→ **Given instruction**
Return every one of the rows below word for word, and leave the pictures out of your answer.

**** Supplied data

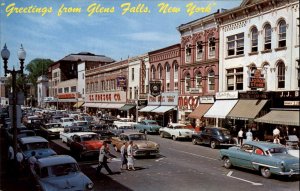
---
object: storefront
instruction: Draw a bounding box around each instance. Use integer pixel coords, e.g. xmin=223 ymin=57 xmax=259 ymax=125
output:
xmin=139 ymin=92 xmax=178 ymax=126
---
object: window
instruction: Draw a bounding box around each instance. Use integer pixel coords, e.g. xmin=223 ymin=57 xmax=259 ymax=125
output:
xmin=185 ymin=44 xmax=192 ymax=63
xmin=277 ymin=62 xmax=285 ymax=88
xmin=195 ymin=72 xmax=202 ymax=92
xmin=131 ymin=68 xmax=134 ymax=81
xmin=264 ymin=24 xmax=272 ymax=50
xmin=251 ymin=27 xmax=258 ymax=52
xmin=278 ymin=20 xmax=286 ymax=48
xmin=196 ymin=41 xmax=203 ymax=60
xmin=207 ymin=71 xmax=215 ymax=91
xmin=227 ymin=33 xmax=244 ymax=56
xmin=184 ymin=74 xmax=191 ymax=92
xmin=208 ymin=37 xmax=216 ymax=58
xmin=226 ymin=68 xmax=243 ymax=90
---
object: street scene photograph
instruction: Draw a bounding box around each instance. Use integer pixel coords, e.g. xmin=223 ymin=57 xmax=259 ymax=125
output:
xmin=0 ymin=0 xmax=300 ymax=191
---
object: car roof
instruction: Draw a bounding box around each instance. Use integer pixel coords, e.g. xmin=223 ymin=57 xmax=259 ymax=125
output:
xmin=244 ymin=141 xmax=284 ymax=150
xmin=37 ymin=155 xmax=77 ymax=168
xmin=19 ymin=136 xmax=48 ymax=144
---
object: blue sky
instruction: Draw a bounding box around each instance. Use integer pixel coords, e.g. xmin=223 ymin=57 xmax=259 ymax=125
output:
xmin=0 ymin=0 xmax=242 ymax=76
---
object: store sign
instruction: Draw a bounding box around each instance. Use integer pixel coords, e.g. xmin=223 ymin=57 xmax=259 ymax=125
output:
xmin=150 ymin=81 xmax=161 ymax=97
xmin=117 ymin=76 xmax=127 ymax=88
xmin=148 ymin=92 xmax=178 ymax=106
xmin=216 ymin=91 xmax=239 ymax=99
xmin=249 ymin=70 xmax=265 ymax=88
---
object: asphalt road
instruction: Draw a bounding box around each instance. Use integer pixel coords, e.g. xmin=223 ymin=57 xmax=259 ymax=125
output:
xmin=1 ymin=135 xmax=299 ymax=191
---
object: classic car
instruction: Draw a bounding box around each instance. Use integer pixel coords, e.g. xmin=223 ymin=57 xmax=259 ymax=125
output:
xmin=133 ymin=120 xmax=161 ymax=134
xmin=59 ymin=126 xmax=84 ymax=145
xmin=69 ymin=132 xmax=103 ymax=159
xmin=192 ymin=127 xmax=237 ymax=149
xmin=159 ymin=123 xmax=193 ymax=141
xmin=18 ymin=136 xmax=56 ymax=159
xmin=31 ymin=155 xmax=94 ymax=191
xmin=112 ymin=132 xmax=159 ymax=157
xmin=220 ymin=141 xmax=299 ymax=178
xmin=39 ymin=123 xmax=64 ymax=139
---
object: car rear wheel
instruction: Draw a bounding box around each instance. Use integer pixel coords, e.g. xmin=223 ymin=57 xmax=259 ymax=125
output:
xmin=260 ymin=167 xmax=271 ymax=178
xmin=223 ymin=157 xmax=232 ymax=169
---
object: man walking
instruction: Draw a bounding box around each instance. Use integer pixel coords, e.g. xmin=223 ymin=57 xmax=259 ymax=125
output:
xmin=96 ymin=141 xmax=113 ymax=175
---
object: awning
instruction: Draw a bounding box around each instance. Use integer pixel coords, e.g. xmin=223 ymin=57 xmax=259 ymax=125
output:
xmin=119 ymin=104 xmax=136 ymax=111
xmin=139 ymin=105 xmax=158 ymax=112
xmin=151 ymin=106 xmax=175 ymax=113
xmin=227 ymin=100 xmax=268 ymax=120
xmin=73 ymin=101 xmax=84 ymax=108
xmin=254 ymin=110 xmax=300 ymax=126
xmin=188 ymin=103 xmax=213 ymax=119
xmin=204 ymin=100 xmax=238 ymax=119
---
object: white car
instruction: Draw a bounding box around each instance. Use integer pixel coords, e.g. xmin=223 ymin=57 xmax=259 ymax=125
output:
xmin=159 ymin=123 xmax=194 ymax=141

********

→ **Exercise solution**
---
object: storefront
instruction: Draw a bounding box around each instance. Use integer pixel coords, e.g. xmin=223 ymin=57 xmax=259 ymax=125
output:
xmin=139 ymin=92 xmax=178 ymax=126
---
object: window
instruction: Draw a bounding box around each instance. Use integer pixel coords, e.g. xmin=223 ymin=57 xmax=259 ymax=125
output:
xmin=185 ymin=44 xmax=192 ymax=63
xmin=277 ymin=62 xmax=285 ymax=88
xmin=195 ymin=72 xmax=202 ymax=92
xmin=131 ymin=68 xmax=134 ymax=81
xmin=264 ymin=24 xmax=272 ymax=50
xmin=251 ymin=27 xmax=258 ymax=52
xmin=278 ymin=20 xmax=286 ymax=48
xmin=196 ymin=41 xmax=203 ymax=60
xmin=207 ymin=71 xmax=215 ymax=91
xmin=227 ymin=33 xmax=244 ymax=56
xmin=184 ymin=74 xmax=191 ymax=92
xmin=208 ymin=37 xmax=216 ymax=58
xmin=226 ymin=68 xmax=243 ymax=90
---
object: street scene photograph
instruction: Draw a bounding box around each instance. Use integer pixel coords, e.g. xmin=223 ymin=57 xmax=259 ymax=125
output:
xmin=0 ymin=0 xmax=300 ymax=191
---
object: car roof
instruction: Draw a bounding box around each instance. Use integer pixel coords, e.g. xmin=223 ymin=57 xmax=259 ymax=125
output:
xmin=244 ymin=141 xmax=284 ymax=150
xmin=37 ymin=155 xmax=77 ymax=168
xmin=19 ymin=136 xmax=48 ymax=144
---
object: blue sky
instruction: Draw a bounding box around each instance. Use integer pixel coords, e.g. xmin=223 ymin=57 xmax=259 ymax=125
output:
xmin=0 ymin=0 xmax=242 ymax=76
---
object: store sign
instruction: Draw a bounding box around each instance. Use integer pixel coords, e.g. xmin=223 ymin=57 xmax=259 ymax=125
output:
xmin=150 ymin=81 xmax=161 ymax=97
xmin=117 ymin=76 xmax=127 ymax=88
xmin=148 ymin=92 xmax=178 ymax=106
xmin=216 ymin=91 xmax=239 ymax=99
xmin=249 ymin=70 xmax=265 ymax=88
---
object: asphalt road
instruction: Draw a bounding box around each instance. Use integer pixel coords, e.g. xmin=223 ymin=57 xmax=259 ymax=125
output:
xmin=1 ymin=135 xmax=299 ymax=191
---
object: classic car
instruction: Draw a bounding box around each instance. Use integer pixel coords, e.g. xmin=223 ymin=57 xmax=259 ymax=125
output:
xmin=133 ymin=120 xmax=161 ymax=134
xmin=59 ymin=126 xmax=84 ymax=145
xmin=69 ymin=132 xmax=103 ymax=159
xmin=192 ymin=127 xmax=237 ymax=149
xmin=159 ymin=123 xmax=193 ymax=141
xmin=18 ymin=136 xmax=56 ymax=159
xmin=31 ymin=155 xmax=94 ymax=191
xmin=112 ymin=132 xmax=159 ymax=157
xmin=220 ymin=141 xmax=299 ymax=178
xmin=39 ymin=123 xmax=64 ymax=139
---
object: car rear wheel
instruction: Draw a bounding box around each instance. Use integer pixel coords, e.g. xmin=223 ymin=57 xmax=259 ymax=125
output:
xmin=260 ymin=167 xmax=271 ymax=178
xmin=223 ymin=157 xmax=232 ymax=169
---
object: man walking
instruction: Draw a bounding box around each instance. Use integer pixel coords, e.g. xmin=223 ymin=57 xmax=259 ymax=125
output:
xmin=96 ymin=141 xmax=113 ymax=175
---
object: awning
instruction: Draw a bounding box around each instance. Use integer pixel coords, e.g. xmin=223 ymin=57 xmax=259 ymax=125
output:
xmin=119 ymin=104 xmax=136 ymax=111
xmin=139 ymin=105 xmax=158 ymax=112
xmin=151 ymin=106 xmax=175 ymax=113
xmin=227 ymin=100 xmax=268 ymax=120
xmin=73 ymin=101 xmax=84 ymax=108
xmin=254 ymin=110 xmax=300 ymax=126
xmin=188 ymin=103 xmax=213 ymax=119
xmin=204 ymin=100 xmax=238 ymax=119
---
object: white car
instruction: Draw a bounding box around each instance. Use integer pixel coords, e.g. xmin=223 ymin=57 xmax=259 ymax=125
output:
xmin=159 ymin=123 xmax=194 ymax=141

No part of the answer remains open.